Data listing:
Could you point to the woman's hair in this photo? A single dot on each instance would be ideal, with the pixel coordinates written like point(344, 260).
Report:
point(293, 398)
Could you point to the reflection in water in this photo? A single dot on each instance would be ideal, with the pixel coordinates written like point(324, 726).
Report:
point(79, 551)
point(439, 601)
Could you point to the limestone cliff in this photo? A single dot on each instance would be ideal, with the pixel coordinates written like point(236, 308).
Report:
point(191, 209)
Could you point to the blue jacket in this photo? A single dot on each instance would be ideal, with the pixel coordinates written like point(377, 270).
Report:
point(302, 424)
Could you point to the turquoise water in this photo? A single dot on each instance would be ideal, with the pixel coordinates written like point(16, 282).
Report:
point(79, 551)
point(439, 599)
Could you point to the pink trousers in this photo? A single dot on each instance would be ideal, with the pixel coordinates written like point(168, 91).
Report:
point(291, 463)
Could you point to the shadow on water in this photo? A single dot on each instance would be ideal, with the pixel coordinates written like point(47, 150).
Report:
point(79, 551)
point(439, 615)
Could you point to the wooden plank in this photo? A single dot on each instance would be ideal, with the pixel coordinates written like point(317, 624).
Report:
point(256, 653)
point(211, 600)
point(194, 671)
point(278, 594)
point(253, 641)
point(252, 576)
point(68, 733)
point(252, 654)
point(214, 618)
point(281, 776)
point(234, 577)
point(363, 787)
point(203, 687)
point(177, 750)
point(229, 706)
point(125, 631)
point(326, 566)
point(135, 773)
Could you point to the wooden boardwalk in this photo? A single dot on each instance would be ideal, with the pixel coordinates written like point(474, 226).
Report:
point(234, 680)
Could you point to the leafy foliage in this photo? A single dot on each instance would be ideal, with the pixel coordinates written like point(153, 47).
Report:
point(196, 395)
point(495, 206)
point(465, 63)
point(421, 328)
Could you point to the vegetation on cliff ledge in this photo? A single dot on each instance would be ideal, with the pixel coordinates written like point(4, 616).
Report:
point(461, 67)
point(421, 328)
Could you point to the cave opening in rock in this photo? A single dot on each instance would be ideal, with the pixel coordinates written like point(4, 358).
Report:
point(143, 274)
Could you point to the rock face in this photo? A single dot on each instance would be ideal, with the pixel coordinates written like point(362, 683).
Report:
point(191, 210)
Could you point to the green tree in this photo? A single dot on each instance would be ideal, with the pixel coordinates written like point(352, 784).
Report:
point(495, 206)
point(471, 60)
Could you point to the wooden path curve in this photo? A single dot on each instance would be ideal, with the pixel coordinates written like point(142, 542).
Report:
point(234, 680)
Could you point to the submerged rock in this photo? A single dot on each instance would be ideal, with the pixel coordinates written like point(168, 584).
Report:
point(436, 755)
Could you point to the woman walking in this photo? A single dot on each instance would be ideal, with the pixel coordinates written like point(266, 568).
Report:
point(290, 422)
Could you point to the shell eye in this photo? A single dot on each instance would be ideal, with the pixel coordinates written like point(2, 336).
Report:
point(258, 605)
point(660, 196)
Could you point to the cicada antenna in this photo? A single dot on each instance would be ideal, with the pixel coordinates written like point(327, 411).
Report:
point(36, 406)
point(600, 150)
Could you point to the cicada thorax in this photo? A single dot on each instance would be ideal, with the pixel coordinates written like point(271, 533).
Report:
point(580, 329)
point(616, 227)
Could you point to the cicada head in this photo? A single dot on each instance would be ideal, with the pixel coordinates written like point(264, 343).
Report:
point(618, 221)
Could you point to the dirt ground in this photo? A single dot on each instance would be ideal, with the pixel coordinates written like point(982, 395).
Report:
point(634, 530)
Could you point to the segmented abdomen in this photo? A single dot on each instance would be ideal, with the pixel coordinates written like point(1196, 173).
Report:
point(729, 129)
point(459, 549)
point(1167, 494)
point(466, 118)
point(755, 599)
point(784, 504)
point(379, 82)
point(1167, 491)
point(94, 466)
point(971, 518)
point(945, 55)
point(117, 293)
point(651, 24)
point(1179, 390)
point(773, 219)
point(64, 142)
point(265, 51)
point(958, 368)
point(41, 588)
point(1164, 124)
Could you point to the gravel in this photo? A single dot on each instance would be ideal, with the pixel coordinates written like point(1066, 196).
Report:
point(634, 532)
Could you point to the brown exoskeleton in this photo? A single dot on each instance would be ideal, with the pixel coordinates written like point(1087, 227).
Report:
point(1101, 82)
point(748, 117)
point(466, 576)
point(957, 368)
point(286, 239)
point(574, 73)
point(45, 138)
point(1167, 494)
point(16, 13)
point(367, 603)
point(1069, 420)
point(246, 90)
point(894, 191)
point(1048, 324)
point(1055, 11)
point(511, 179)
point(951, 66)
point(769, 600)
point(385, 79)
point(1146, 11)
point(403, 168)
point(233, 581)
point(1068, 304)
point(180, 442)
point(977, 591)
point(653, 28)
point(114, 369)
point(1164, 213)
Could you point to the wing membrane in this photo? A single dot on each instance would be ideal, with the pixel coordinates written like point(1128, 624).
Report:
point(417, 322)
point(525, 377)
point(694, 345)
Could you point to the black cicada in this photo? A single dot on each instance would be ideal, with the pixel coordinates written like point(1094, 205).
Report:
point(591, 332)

◆ **Goal of the exercise**
Please update the data above by replacing "Report" with "Result" everywhere, keeping every other line unchanged.

◆ **Exercise response**
Could you point to the woman's hair in this photo? A single dot on each instance would be ideal, with the pixel coordinates written like point(344, 260).
Result:
point(293, 398)
Could you point to the reflection in water in this photo? A single dot on each instance would be ideal, with the pixel coordinates written like point(324, 726).
Result:
point(79, 551)
point(439, 601)
Could you point to the limestone cliff in this photo? A single dot on each instance would be ideal, with the pixel coordinates written like point(236, 308).
Result:
point(191, 209)
Could you point to the blue jacket in this photo? A single dot on each instance would be ideal, with the pixel coordinates written like point(377, 270).
Result:
point(302, 424)
Could you point to the turquoise water in this photo? A single dot on each instance would be ideal, with the pixel coordinates written like point(16, 282).
Result:
point(79, 551)
point(439, 599)
Could you point to the pink trousers in this photo? A single dot on each instance would be ideal, with the pixel coordinates written like point(168, 91).
Result:
point(291, 463)
Could you point to the shadow on water in this photo? A single dot on each instance would be ideal, with the pixel coordinates written like point(47, 150).
Result:
point(79, 551)
point(439, 615)
Could you point to the wooden plank in this photo? A single dot on each instance would be ideal, with the pixel coordinates written like point(317, 624).
Result:
point(256, 653)
point(211, 600)
point(194, 671)
point(278, 594)
point(253, 641)
point(252, 576)
point(68, 733)
point(252, 654)
point(214, 618)
point(281, 776)
point(234, 577)
point(363, 787)
point(203, 687)
point(177, 750)
point(229, 706)
point(125, 631)
point(326, 566)
point(135, 773)
Could you point to the wooden boardwalk in this photo? A single dot on each instance would be ideal, with the pixel coordinates written like point(474, 226).
Result:
point(234, 680)
Could you point to the leafy foliage in this photo? A single dot on each instance would be ideal, with the pixel coordinates written like point(153, 47).
Result:
point(196, 395)
point(495, 206)
point(465, 63)
point(421, 328)
Could you point to the vegetation on cliff ledge in this photo? A single dot on each instance would be ideal, with the pixel coordinates written like point(4, 616).
Result:
point(461, 67)
point(421, 328)
Could you point to the cave opening in rock in this photo? A single dot on each instance would be ideal, with the pixel coordinates written like point(4, 358).
Result:
point(143, 274)
Could you point to the rock face in this photo? A single dot on each instance would be ideal, with the pixel coordinates written like point(362, 683).
Result:
point(191, 210)
Could you point to the green tree in this photo? A single dot on each instance would be ideal, with the pixel coordinates written like point(352, 784).
Result:
point(495, 206)
point(471, 60)
Could you point to the wooden path curve in this photo? A single dot on each instance would be ideal, with the pixel coordinates written like point(142, 542).
Result:
point(234, 680)
Could you point to the submerged rock in this photo? A single dot on each instance would be ideal, with the pixel coordinates written like point(168, 584).
Result:
point(436, 755)
Could you point to the woman walking in this photo? A single dot on each instance would be ideal, with the pixel coordinates written like point(266, 568).
Result:
point(290, 422)
Could you point to the shell eye in this photo? A single dot on each instance would be ideal, with the pixel coordinates written like point(2, 336).
Result:
point(258, 605)
point(660, 196)
Could you point to the cicada antenna in this photo? A single dot on each instance would be ideal, with the pixel coordinates written like point(327, 411).
Result:
point(36, 406)
point(600, 150)
Could you point to the cicada thorax in this photo? A single dot on each instance would be ideal, with the pixel coordinates written like point(271, 533).
Result:
point(580, 329)
point(616, 227)
Could you point to the cicada head in this photo? A single dot on each instance would be ideal, with the pixel coordinates written like point(264, 343).
Result:
point(618, 221)
Could you point to the dirt ground in this photo? A single dot on each instance would be ideal, with the pixel coordinates written like point(982, 395).
Result:
point(634, 530)
Could you point to the segmented abdomen in this photo? A single dot on each instance would be ideal, with the pixel coordinates written like point(1196, 173).
Result:
point(729, 129)
point(459, 549)
point(1167, 494)
point(466, 118)
point(755, 599)
point(784, 504)
point(379, 82)
point(1167, 491)
point(94, 466)
point(971, 518)
point(945, 55)
point(117, 293)
point(651, 24)
point(1179, 390)
point(773, 219)
point(64, 142)
point(265, 51)
point(958, 368)
point(41, 588)
point(1164, 124)
Could you point to the gravel in this photo? A single dot on each instance would be ideal, with the pixel coordinates written like point(1066, 196).
Result:
point(634, 532)
Could you point to the brown exoskeleton in this photo? A single dot on each instance would be ideal, with the pixel coordinates written like point(1087, 227).
Result:
point(1101, 82)
point(748, 117)
point(466, 576)
point(957, 368)
point(286, 239)
point(574, 73)
point(45, 138)
point(1167, 494)
point(16, 13)
point(367, 603)
point(1069, 420)
point(246, 90)
point(894, 191)
point(1048, 324)
point(1055, 11)
point(511, 179)
point(951, 66)
point(769, 600)
point(385, 79)
point(1146, 11)
point(403, 168)
point(233, 581)
point(1068, 304)
point(180, 442)
point(977, 591)
point(653, 28)
point(114, 369)
point(1164, 213)
Could you point to the wing membrane in this photo? A single dot on each instance would be ideal, with the pixel coordinates written like point(1128, 624).
Result:
point(417, 322)
point(525, 377)
point(694, 345)
Could you point to the black cicada in this photo? A single dot on each instance would be ideal, with the pixel coordinates written like point(1094, 205).
Result:
point(591, 332)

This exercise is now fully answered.